**Exercise task 1:**
Report how many lines in the records contain the string "branch". Give only the number.

Thank you for letting us know that there is an issue. It would have been way more helpful if you used the standard bug template. I've added the relevant parts to your post. Please fill out the TODO

baaziznasser commented 2 years ago

@MartinThoma done as i said on the example the arabic text returned reversed please try to solve that as soon as you can, because i realy need it before the school come. am working to make a text reader for the blind users. help please

baaziznasser commented 2 years ago

i made this function to try to solve the problem but if there is numbers within the word or none arabic chars it also reversed

def arabic_reverse(string): pattern = re.compile(r'[ا-يئءؤأإآةًٌٍَُِّْ]') if not pattern.findall(string): return string ar = "" for line in string.split("\n"): pattern = re.compile(r'[ا-يئءؤأإآةًٌٍَُِّْ]') if pattern.findall(line): line = line[::-1] arline = [] for word in line.split(): pattern = re.compile(r'[ا-يئءؤأإآةًٌٍَُِّْ]') if not pattern.findall(word): arline.append(word[::-1]) else: arline.append(word) ar = f"{ar}\r\n{' '.join(arline)}"

MartinThoma commented 2 years ago

Do you have an example pdf which you can upload that shows the issue?

baaziznasser commented 2 years ago

@MartinThoma here is a pdf test am sorry i wasn't able to upload it to the main post i don't know why

file.pdf

pubpub-zz commented 2 years ago

under analysis. @baaziznasser, to confirm my understanding: a) the arabic characters are inversed : am I right? I've tried to produce a very simple example using the 3 keys on left of the keyboard arab.pdf in the file the code character (purely arbitrary codes)are

<034e> <0321> <032d> those are then translated into "\u0626","\u0634","\u0636" = ('ئ', 'ش', 'ض') it could be reversed, compared to print, but I do not know how to detect RTL(I would like to have the general rule)Any Idea ?
baaziznasser commented 2 years ago

@pubpub-zz thanks for your reply i don't fully understand what you said but if you mean how to detect the rtl text i was using this you can get an idea from it

import unicodedata as UD
texts = ['مرحبا'.encode('utf-8').decode('utf-8'), 'Hello']
for text in texts:
                x = len([None for ch in text if UD.bidirectional(ch) in ('R', 'AL')])/float(len(text))
                print('{t} => {c}'.format(t=text.encode('utf-8'), c='RTL' if x>0.5 else 'LTR'))
baaziznasser commented 2 years ago

here is an example to make it cleer for you if we say that we have a line that have this text : هذا مثال على المشكل الذي يواجهني when i used pypdf2 ii i got this: ينهجاوي يذلا لكشملا ىلع لاثم اذه

it means each line here is reversed from the first to the last char i used this function to check and reverse

import re
def arabic_reverse(string):
    pattern = re.compile(r'[ا-يئءؤأإآةًٌٍَُِّْ]')

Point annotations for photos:
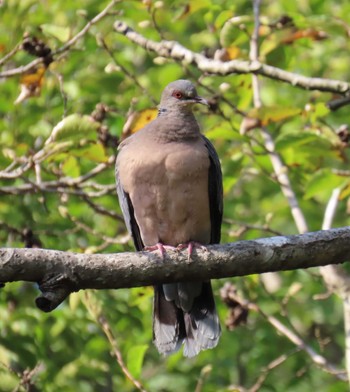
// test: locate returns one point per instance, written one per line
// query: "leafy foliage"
(64, 197)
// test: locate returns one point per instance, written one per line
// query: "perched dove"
(169, 186)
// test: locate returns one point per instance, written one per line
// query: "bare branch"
(175, 51)
(59, 273)
(279, 168)
(228, 292)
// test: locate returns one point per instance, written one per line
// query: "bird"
(169, 185)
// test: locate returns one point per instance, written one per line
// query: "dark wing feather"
(128, 213)
(215, 192)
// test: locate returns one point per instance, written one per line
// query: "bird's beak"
(201, 100)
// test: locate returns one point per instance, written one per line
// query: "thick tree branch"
(172, 49)
(59, 273)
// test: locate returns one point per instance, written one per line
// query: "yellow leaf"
(138, 120)
(271, 114)
(31, 84)
(233, 52)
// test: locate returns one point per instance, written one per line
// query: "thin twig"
(106, 328)
(177, 52)
(331, 209)
(272, 365)
(279, 168)
(337, 279)
(318, 359)
(10, 54)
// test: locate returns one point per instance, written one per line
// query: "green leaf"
(294, 140)
(70, 167)
(74, 126)
(135, 359)
(323, 181)
(93, 152)
(59, 32)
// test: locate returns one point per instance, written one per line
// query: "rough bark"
(60, 273)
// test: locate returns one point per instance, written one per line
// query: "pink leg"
(190, 246)
(161, 248)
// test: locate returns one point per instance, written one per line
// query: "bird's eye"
(177, 94)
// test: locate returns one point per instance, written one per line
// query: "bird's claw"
(161, 248)
(190, 246)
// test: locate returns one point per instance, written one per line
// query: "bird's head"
(180, 95)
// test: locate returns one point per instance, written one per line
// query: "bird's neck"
(180, 124)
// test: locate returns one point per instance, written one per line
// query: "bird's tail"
(197, 328)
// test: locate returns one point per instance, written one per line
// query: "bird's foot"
(190, 246)
(159, 247)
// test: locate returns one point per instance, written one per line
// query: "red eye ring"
(177, 94)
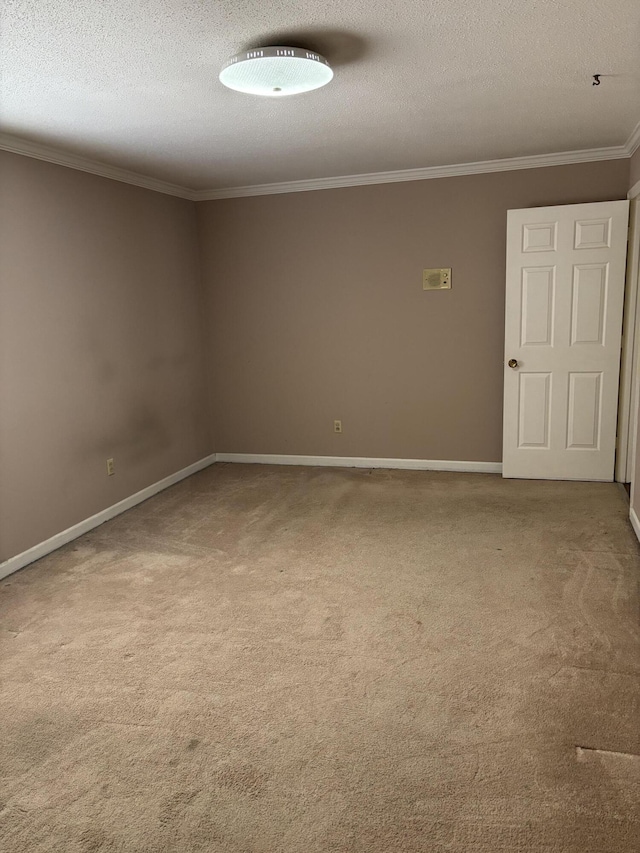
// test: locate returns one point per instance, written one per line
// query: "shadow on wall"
(338, 46)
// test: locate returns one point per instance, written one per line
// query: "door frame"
(630, 355)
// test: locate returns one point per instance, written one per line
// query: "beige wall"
(316, 311)
(100, 345)
(634, 169)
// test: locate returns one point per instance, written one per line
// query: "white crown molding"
(633, 143)
(43, 548)
(362, 462)
(536, 161)
(72, 161)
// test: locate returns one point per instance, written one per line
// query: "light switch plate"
(436, 279)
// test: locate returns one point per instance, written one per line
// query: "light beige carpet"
(288, 660)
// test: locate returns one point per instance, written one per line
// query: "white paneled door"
(565, 292)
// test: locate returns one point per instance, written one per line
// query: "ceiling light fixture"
(276, 71)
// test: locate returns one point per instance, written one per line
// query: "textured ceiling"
(134, 83)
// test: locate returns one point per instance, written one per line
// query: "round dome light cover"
(276, 71)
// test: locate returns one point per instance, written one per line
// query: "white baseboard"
(362, 462)
(21, 560)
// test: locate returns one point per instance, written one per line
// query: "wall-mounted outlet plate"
(436, 279)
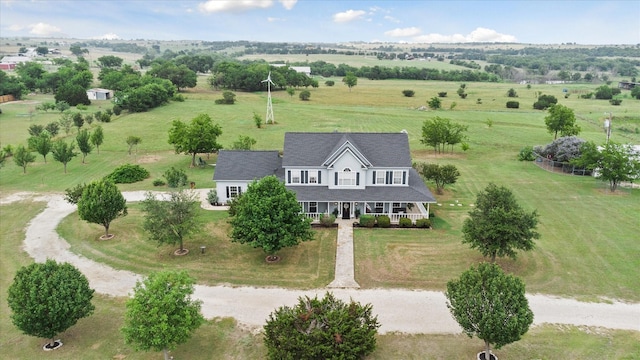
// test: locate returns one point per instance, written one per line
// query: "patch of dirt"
(147, 159)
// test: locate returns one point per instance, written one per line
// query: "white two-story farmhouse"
(343, 173)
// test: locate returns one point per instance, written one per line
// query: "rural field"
(588, 249)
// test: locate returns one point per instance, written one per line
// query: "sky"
(328, 21)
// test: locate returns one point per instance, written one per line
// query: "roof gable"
(376, 149)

**Exercise task 2:**
Write the next part of the thread on reversed Arabic text in PDF extraction, starting after its last line.

**Result 1:**
2

**Result 2:**
    if not pattern.findall(string):
        return string
    ar = ""
    for line in string.split("\n"):
        pattern = re.compile(r'[ا-يئءؤأإآةًٌٍَُِّْ]')
        if pattern.findall(line):
            line = line[::-1]
        arline = []
        for word in line.split():
            pattern = re.compile(r'[ا-يئءؤأإآةًٌٍَُِّْ]')
            if not pattern.findall(word):
                arline.append(word[::-1])
            else:
                arline.append(word)
        ar = f"{ar}\r\n{' '.join(arline)}"

    return ar

but here i found a big problem for example if i have as pdf text محمد21 i got from the library دمحم21 if i use this method to reverse the text i will get محمد12 hope evvery thing became cleer for you. and i wish you can help me to solve the problem.

pubpub-zz commented 2 years ago

@baaziznasser, What I mean is : how the PDF viewer (acrobat Reader or any one else) knows that the text is written right to left and not left to right. I'm having a look at PDF.js

MartinThoma commented 2 years ago

There is https://en.m.wikipedia.org/wiki/Right-to-left_mark, but I have no clue what pdf uses.

Is that symbol maybe present and we would need to "reset" the writing direction?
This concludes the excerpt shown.